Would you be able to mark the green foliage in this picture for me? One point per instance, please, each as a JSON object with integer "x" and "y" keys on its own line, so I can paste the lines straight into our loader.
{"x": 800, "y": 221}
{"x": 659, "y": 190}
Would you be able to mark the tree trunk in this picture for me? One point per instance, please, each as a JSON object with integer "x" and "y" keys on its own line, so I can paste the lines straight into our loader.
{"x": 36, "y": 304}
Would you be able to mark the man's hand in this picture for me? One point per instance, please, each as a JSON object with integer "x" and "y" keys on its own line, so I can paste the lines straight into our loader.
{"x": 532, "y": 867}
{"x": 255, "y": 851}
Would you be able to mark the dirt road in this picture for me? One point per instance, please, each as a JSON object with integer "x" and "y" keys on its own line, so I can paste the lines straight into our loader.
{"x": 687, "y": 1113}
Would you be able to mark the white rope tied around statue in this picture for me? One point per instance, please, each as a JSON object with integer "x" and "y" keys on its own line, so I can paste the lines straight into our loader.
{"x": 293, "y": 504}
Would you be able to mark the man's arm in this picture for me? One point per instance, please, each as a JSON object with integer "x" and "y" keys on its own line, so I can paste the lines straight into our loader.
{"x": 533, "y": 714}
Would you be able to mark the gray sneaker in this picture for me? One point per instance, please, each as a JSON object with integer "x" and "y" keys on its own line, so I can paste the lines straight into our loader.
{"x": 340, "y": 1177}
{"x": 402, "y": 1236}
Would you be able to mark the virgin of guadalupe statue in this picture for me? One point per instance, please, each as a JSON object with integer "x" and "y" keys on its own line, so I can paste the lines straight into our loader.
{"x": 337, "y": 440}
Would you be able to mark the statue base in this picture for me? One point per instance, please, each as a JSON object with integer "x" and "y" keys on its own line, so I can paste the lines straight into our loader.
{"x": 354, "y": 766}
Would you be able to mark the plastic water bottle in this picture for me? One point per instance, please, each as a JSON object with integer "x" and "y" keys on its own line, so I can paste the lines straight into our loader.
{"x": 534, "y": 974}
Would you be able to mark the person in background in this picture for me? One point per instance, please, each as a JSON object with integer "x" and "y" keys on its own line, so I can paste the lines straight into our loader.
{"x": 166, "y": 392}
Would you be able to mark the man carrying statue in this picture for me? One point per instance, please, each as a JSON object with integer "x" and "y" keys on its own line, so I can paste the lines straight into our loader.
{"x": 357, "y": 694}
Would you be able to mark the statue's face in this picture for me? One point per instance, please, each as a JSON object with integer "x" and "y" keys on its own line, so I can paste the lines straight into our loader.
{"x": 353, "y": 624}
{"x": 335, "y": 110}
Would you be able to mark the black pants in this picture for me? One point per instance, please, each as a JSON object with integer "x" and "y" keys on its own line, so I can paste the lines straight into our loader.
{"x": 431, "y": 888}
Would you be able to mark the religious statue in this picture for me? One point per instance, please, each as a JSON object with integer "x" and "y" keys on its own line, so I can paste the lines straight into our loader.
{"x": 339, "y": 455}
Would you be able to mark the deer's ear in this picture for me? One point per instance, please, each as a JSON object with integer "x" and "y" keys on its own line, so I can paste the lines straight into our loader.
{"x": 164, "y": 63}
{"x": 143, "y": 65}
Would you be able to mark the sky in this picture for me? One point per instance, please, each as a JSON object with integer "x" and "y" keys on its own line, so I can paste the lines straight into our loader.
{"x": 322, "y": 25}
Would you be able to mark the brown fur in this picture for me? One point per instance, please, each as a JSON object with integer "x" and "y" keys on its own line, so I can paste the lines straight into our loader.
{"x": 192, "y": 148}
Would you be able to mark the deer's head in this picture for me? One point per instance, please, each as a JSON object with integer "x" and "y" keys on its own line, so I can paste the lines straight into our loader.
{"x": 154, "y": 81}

··········

* _SHORT EXERCISE_
Copy out the stretch of the listing from the line containing "Would you be able to mark the black" through the end of the listing, requests included, and shift every x and y coordinate in the answers up by 48.

* _TASK OUTPUT_
Would you be able to mark the black pants in this picture for me? One point per instance, please, each as a JSON object with integer "x" and "y" keys on its own line, so I can paste the lines straight into our loader.
{"x": 479, "y": 936}
Would you be able to mark the religious statue in this picture for me? One point per instance, please, each as a JSON object with integer "x" and "y" keys on its own line, so I can paste the lines straight into our loader.
{"x": 387, "y": 503}
Would you be able to mark the deer's ear in this picture for me? One point per instance, please, each as a JSON object with integer "x" and "y" keys on its own line, so I can paste the lines straight into our loader.
{"x": 212, "y": 111}
{"x": 191, "y": 113}
Would you be able to mark the sky in this picture for me? One point per instance, please, each as a JSON object with integer "x" and "y" keys on its own line, so I can paste the lines straight into our loader.
{"x": 370, "y": 73}
Would you be able to mark the brown fur in this picture for me? One point per instance, please, each as a JSON object with integer "x" and "y" keys on its own line, so I can paste the lines straight into our loader.
{"x": 240, "y": 196}
Would you be able to mark the deer's head in this picture for me? One point per instance, please, each as a JSON object with integer "x" and "y" keys on its own line, so I can paste the lines straight into our loader.
{"x": 202, "y": 129}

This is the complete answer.